-- Given records --
+-------+

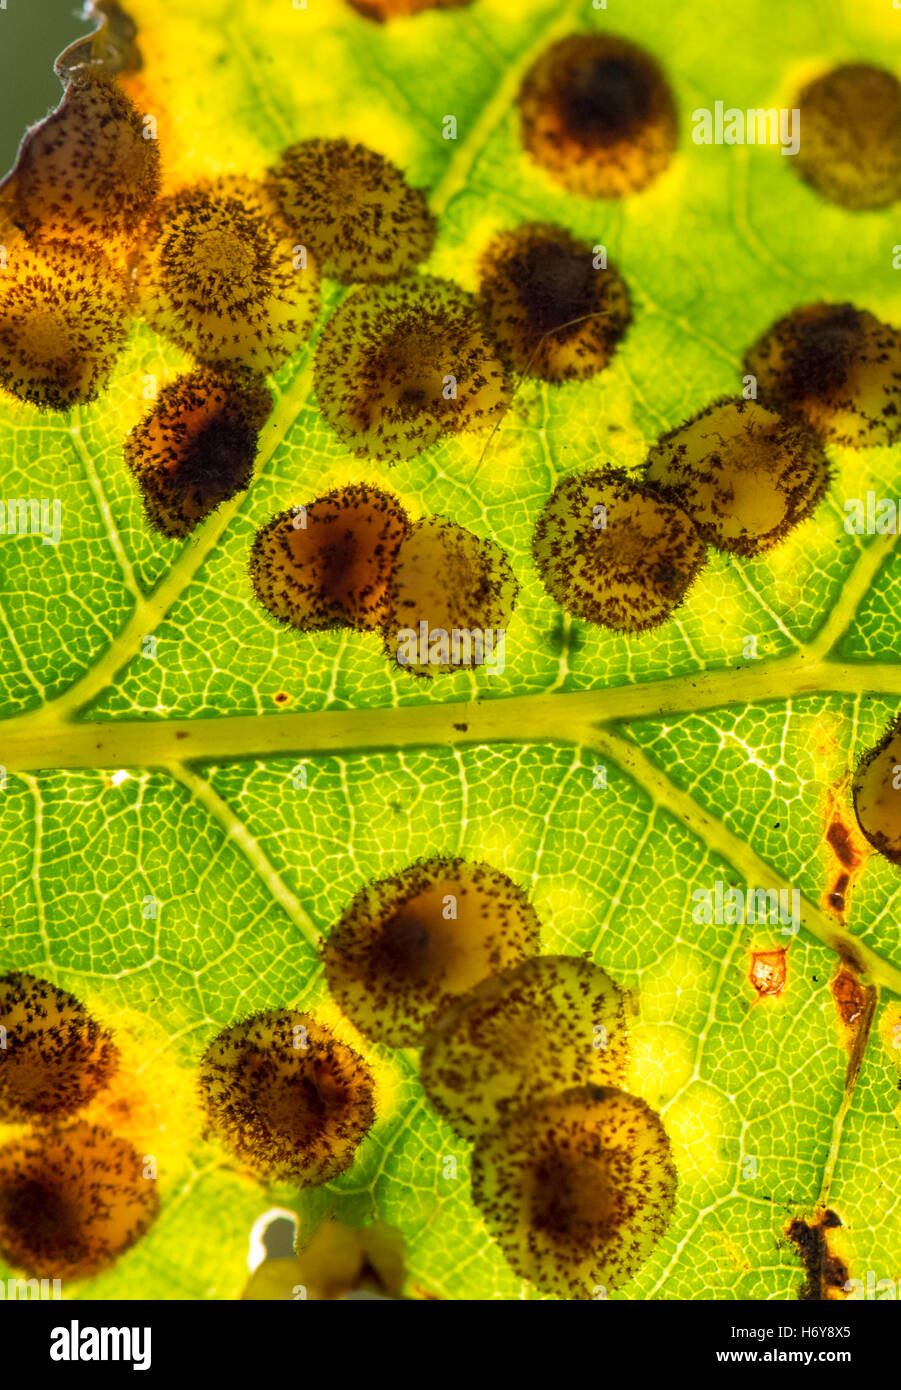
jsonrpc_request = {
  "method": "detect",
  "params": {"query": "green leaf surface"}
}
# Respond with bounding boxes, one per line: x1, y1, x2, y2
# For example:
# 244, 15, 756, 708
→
2, 0, 901, 1301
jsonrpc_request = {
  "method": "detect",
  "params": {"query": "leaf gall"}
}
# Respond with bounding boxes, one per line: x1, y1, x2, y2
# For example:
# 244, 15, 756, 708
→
420, 955, 630, 1142
0, 973, 118, 1122
471, 1085, 677, 1297
0, 1123, 158, 1280
124, 367, 273, 538
249, 485, 410, 633
136, 177, 320, 374
517, 35, 678, 198
323, 858, 542, 1047
314, 277, 512, 461
644, 398, 830, 555
477, 222, 631, 382
532, 467, 706, 633
266, 139, 435, 284
199, 1010, 375, 1185
744, 302, 901, 449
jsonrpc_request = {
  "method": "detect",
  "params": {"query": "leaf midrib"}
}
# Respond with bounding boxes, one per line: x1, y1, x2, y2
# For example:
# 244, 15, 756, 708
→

+-------+

-- Problem description --
Transcribe the data exactly and leave no picture in the copy.

-- Answer to the problem --
jsonrpc_request = {
  "method": "detect",
  "params": {"query": "green leaf surface"}
}
# Respond with bounding boxes, one per line: x1, y1, x2, y2
# For example:
# 244, 15, 756, 708
→
2, 0, 901, 1301
jsonrpc_request = {
  "method": "detect",
  "params": {"query": "leaf gall"}
}
# Respond with bounding boxes, one per line: x1, y1, x2, y2
# For example:
# 244, 15, 756, 708
→
420, 955, 630, 1142
0, 973, 118, 1122
471, 1085, 677, 1297
0, 1123, 158, 1280
124, 367, 273, 538
249, 485, 410, 633
136, 177, 320, 374
517, 35, 678, 198
323, 858, 542, 1047
314, 277, 512, 461
644, 398, 830, 555
477, 222, 631, 382
532, 467, 706, 633
266, 139, 435, 284
199, 1010, 375, 1185
744, 302, 901, 449
jsonrpc_request = {
  "method": "detect",
  "params": {"query": "leaf midrib"}
}
# Respond with bounding boxes, one per line: x1, y1, x2, y2
# For example:
# 244, 15, 756, 708
→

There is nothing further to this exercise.